-- Start of Text provided --

Monday, August 03, 2009

Feral Parents

I've just spent the weekend at my Mum's. An unplanned weekend. She phoned me earlier in the week and I said I'd cancel whatever I had on and be there by Friday. Sounds bad doesn't it? It wasn't - don't worry.

I had to go up there (it's a 500 mile round trip so 8 hours of driving) to help her find a new car. She's 71 and needs a car to get around. A nice little hatchback runabout you might think so she can get down the shops a couple of days a week and go see the granddaughter now and again. No, it's not quite as simple as that.

This is the second time in two years I've had to rush up there at short notice and perform this particular duty. What had actually happened was she had written off ("totalled" to use the American terminology) her current car. She did exactly the same thing last time. So, in the last two years my Mum has demolished two cars in quite spectacular accidents. This is the kind of driving record your average teenager would be proud of. The kind of thing that would drive parents to distraction. Except I now find it happening to me in reverse.

These are no ordinary cars. For the last 30 years she has driven only Saabs. Big, sturdy, high-performance Swedish cars that the advertising campaigns would have us believe are designed by the same people who make a particularly intimidating and supersonic fighter jet for the Swedish Air Force. My mum likes this. She seems to fancy that driving a car modelled on a fighter aircraft lends her a certain quirky kudos amongst her increasingly elderly chums. It makes her feel she's not quite ready for the scrapheap. This is OK by me - keeps her young at heart and all that.

But two write-offs in two years? It's time she calmed it down a bit you would think. I was relieved to find when I got there she had been given a seven year old diesel powered Ford Mondeo. The kind of car it's difficult to tell is moving even when it's going flat out in top gear. This would reign here in I thought. She would be suitably contrite after managing to destroy two substantial Saabs in the last two years. Not a bit of it. She hated it. Despite it's practical attributes, she could not see past the fact it would not do 90mph (approaching 150 kph) down the motorway and blast everything else off the road as she screamed "Eat my dust losers!". She's 71 - did I mention that?

-- End of Text provided --
-- Start of Supplied information --

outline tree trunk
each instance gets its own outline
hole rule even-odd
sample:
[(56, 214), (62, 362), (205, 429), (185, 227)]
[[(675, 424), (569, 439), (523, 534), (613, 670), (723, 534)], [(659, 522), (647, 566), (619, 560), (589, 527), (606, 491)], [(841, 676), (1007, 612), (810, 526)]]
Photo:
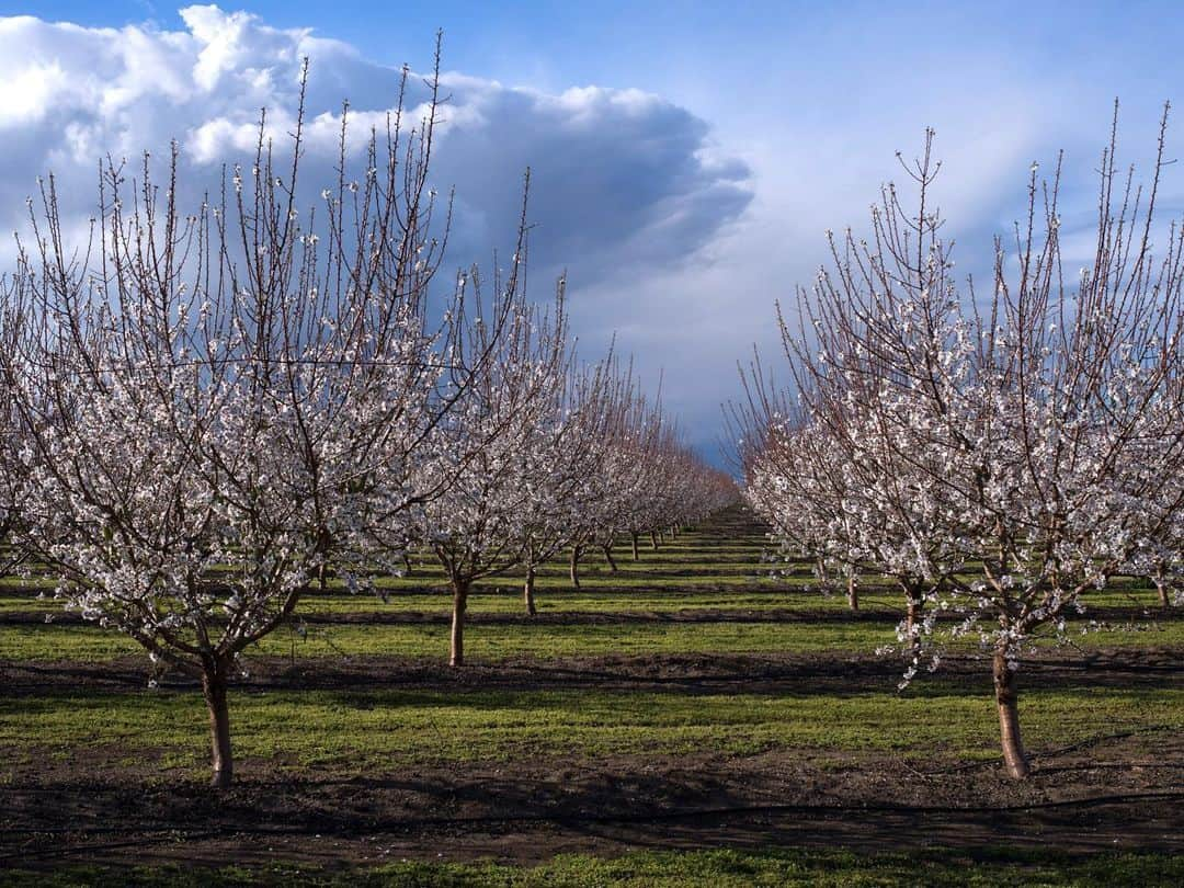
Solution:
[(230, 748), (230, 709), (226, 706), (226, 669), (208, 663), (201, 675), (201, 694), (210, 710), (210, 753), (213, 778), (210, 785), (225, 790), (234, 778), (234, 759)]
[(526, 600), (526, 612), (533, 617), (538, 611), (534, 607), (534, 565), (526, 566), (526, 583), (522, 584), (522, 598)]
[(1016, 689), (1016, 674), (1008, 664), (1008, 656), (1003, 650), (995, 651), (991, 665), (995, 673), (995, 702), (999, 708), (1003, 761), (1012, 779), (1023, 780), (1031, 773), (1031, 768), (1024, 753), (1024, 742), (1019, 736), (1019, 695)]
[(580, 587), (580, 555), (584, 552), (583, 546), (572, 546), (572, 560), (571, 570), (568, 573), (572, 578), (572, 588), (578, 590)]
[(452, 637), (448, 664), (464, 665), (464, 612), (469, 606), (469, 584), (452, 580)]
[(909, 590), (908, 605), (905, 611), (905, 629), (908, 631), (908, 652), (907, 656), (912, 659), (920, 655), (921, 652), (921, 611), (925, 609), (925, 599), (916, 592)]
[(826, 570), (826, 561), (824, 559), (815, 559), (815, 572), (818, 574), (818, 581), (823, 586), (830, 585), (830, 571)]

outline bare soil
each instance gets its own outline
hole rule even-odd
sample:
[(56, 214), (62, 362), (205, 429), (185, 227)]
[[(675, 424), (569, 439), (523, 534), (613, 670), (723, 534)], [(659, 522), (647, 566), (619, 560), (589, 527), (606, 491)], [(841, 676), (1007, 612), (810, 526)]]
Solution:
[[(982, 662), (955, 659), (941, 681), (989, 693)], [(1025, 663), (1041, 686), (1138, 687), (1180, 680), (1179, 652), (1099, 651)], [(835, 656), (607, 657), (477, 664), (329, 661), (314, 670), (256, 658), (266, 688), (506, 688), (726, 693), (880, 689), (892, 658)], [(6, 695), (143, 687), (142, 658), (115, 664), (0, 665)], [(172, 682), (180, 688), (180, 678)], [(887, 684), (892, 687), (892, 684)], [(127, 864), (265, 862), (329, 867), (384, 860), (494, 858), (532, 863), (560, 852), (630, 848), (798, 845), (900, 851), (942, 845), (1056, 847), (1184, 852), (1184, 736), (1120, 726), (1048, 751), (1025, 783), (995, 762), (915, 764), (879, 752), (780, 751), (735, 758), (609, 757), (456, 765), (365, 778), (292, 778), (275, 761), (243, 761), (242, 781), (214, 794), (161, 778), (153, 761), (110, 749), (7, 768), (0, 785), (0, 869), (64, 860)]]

-- End of Supplied information --
-- Start of Supplied information --

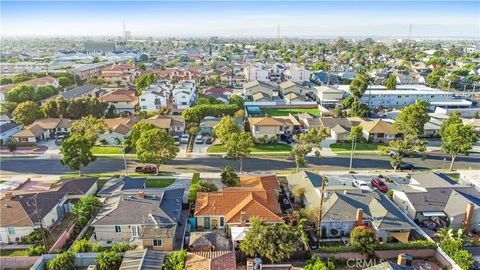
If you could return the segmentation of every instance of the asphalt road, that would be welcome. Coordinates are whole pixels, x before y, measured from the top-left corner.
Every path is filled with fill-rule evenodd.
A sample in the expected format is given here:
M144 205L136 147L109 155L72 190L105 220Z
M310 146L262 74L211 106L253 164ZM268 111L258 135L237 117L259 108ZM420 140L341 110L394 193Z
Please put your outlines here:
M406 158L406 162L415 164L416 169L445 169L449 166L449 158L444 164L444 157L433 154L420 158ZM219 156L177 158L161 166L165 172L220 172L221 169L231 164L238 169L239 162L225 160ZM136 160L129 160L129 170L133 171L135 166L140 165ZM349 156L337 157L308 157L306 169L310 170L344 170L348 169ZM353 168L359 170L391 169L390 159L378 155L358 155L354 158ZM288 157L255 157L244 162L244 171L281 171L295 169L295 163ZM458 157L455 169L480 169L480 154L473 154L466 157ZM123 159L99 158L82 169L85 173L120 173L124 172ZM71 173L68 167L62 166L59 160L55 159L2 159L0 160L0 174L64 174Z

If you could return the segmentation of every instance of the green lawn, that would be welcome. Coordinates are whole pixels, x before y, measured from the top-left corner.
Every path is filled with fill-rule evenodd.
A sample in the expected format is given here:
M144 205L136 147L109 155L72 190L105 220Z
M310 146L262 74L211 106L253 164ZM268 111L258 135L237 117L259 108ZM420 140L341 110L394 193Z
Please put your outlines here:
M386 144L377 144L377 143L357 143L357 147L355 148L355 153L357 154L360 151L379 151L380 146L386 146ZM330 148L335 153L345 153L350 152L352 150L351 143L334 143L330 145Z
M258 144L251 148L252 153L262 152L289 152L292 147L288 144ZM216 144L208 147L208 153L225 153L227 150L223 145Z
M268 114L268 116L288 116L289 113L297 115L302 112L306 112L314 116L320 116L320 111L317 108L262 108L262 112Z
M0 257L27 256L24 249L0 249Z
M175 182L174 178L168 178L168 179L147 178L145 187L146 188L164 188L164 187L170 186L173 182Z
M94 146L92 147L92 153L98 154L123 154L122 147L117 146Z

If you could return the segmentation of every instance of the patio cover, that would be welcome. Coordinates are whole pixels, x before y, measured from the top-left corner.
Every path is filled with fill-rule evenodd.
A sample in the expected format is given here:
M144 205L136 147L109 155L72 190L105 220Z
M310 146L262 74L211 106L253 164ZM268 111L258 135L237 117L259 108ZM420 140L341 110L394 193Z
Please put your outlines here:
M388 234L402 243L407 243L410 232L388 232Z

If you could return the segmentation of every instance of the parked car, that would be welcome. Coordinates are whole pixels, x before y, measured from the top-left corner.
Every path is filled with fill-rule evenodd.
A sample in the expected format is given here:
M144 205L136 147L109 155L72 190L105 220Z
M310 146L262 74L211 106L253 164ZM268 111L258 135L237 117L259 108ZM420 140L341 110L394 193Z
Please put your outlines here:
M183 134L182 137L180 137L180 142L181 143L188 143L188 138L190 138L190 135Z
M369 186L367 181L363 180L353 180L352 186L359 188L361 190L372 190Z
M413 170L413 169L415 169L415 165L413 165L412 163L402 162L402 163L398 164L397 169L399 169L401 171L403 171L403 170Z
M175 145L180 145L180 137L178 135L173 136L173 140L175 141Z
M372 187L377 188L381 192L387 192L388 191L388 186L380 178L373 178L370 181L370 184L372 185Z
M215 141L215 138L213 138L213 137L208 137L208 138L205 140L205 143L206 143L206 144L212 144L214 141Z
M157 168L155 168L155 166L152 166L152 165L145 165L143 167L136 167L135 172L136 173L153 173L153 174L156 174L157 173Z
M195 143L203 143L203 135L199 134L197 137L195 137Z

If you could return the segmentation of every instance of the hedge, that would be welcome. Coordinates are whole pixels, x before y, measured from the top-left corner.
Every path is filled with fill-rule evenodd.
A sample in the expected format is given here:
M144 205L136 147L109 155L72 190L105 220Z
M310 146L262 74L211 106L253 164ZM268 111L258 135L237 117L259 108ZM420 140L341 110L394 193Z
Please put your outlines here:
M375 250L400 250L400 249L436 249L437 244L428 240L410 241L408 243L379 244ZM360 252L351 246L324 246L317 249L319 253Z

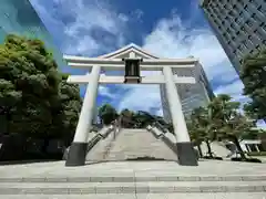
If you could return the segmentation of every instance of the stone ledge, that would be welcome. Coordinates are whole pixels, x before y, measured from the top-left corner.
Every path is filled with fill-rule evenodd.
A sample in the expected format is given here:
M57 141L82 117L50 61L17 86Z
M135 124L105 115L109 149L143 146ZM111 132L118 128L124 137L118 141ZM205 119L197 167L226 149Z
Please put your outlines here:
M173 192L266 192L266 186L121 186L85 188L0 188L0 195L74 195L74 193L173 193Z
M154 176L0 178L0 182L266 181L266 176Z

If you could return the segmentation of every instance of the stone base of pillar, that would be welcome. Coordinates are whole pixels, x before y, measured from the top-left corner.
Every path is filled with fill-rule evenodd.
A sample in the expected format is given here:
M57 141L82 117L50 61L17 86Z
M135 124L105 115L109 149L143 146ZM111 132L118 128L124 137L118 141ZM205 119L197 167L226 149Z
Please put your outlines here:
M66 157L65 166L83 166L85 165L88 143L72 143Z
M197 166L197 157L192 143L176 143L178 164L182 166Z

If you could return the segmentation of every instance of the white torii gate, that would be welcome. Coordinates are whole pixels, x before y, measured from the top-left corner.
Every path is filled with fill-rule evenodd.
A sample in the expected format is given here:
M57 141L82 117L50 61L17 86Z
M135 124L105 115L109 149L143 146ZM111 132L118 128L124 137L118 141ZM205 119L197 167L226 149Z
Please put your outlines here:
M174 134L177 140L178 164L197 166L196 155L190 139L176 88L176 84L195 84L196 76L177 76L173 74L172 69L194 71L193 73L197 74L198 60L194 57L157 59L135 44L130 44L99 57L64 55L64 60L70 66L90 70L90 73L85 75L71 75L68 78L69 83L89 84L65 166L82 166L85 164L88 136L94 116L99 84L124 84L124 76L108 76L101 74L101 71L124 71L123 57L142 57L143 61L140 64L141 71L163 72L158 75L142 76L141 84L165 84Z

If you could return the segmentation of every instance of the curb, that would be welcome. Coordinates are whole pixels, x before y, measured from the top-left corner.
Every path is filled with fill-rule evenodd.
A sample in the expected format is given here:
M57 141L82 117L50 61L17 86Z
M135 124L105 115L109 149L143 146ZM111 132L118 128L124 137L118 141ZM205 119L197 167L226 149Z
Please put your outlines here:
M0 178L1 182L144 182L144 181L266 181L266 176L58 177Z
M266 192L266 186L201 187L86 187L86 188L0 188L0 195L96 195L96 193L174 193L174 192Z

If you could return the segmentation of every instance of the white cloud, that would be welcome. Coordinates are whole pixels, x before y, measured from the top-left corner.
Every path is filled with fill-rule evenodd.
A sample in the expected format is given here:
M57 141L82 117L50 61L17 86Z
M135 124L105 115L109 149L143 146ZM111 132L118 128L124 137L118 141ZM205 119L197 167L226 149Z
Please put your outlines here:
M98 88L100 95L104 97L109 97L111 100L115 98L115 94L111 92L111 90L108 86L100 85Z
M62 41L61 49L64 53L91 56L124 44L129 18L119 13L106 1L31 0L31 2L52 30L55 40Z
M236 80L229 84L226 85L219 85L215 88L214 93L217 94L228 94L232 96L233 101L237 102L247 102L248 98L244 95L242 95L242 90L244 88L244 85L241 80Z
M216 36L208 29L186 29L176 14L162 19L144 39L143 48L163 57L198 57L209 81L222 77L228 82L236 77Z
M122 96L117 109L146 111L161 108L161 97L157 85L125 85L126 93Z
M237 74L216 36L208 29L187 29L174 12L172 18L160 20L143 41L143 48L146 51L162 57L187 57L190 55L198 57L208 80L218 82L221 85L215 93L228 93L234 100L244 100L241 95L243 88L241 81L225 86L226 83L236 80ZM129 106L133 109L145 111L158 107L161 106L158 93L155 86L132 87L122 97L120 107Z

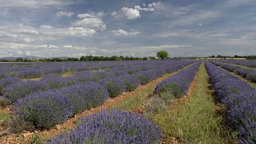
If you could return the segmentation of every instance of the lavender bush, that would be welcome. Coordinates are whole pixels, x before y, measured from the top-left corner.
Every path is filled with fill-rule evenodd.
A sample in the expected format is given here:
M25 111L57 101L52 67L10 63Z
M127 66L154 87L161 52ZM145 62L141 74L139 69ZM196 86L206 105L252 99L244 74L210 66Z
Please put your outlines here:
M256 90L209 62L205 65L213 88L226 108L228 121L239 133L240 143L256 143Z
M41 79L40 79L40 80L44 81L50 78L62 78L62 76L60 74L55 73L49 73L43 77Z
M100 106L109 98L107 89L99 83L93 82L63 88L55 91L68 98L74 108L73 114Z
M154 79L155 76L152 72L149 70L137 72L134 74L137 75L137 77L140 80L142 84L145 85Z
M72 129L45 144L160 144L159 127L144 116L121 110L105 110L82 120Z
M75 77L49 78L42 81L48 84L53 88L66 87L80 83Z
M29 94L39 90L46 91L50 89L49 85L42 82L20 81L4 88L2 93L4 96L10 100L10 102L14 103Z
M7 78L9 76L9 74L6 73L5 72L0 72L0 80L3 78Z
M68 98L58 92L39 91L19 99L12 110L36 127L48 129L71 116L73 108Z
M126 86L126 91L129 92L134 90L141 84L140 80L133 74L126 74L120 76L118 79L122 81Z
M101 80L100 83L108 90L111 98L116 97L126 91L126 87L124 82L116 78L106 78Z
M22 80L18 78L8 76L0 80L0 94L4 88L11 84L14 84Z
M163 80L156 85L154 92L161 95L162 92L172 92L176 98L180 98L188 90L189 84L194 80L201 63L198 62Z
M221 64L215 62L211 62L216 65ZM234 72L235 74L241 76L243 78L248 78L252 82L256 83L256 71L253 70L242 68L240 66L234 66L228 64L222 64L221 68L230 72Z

-- End of Supplied information --

*Exercise task:* Carry on the "Feral Parents" blog post about the mother who keeps writing off her cars, starting right after its last sentence.

*Written response:*
She'd already been perusing the car ads in the papers and was eyeing up locally available Saabs. She'd also been wondering whether a 4x4 would make a change. She lives in the North of England and a 4x4 is handy in the winter sometimes. Various other high performance cars were on her prospective shopping list. Audis, Mercs, Volvos....you get the idea. Of course, her budget wasn't quite up to her desires (isn't that always the case) and I had to point out with her budget, any car she could find on her list at that price would be likely to have had a long and probably interesting history. So it was down to me to find her something that ticked all her boxes on her wish list, but that would allow me to also sleep at night.

To cut a long story short, I had to show her the kind of car she wanted, for the money she had, to finally make here realise she couldn't afford one with anything appproaching decent provenance. I then had to find her something she would consider an acceptable compromise. Her specification was roughly as follows:-

  • acceleration of a scalded cat
  • build characteristics of a chieftan tank
  • fuel economy of a Vespa scooter
  • carrying capacity of an Antonov cargo plane
  • reliability but simplicity of an AK47
  • cheap
  • cool

A pretty unachievable wish list. We went round the local dealers. She sat in various cars, test drove a few of them. All failed to reach her demanding specification. They were all either too small, too large, too slow, too expensive, the wrong colour, too noisy, too quiet, too old, too boring, You name it - they failed the test.

I finally found her a car. It doesn't fit her spec. but it's close. It's quick, roomy, reliable, and almost within budget. It probably won't impress her friends and it won't be much good in the snow but despite her mumblings about a 4x4, she's never actually had one so I knew that wasn't her top priority. Two litre engine, six speed gearbox (she refuses to drive automatics), lots of gadgets (it's the top spec. in the 2.0) should do 90mph with ease. One of these - hope she likes it. Bloody parents.

1 comment:

Ninja said...

LOL!!! Your mother sounds adorable and very cool!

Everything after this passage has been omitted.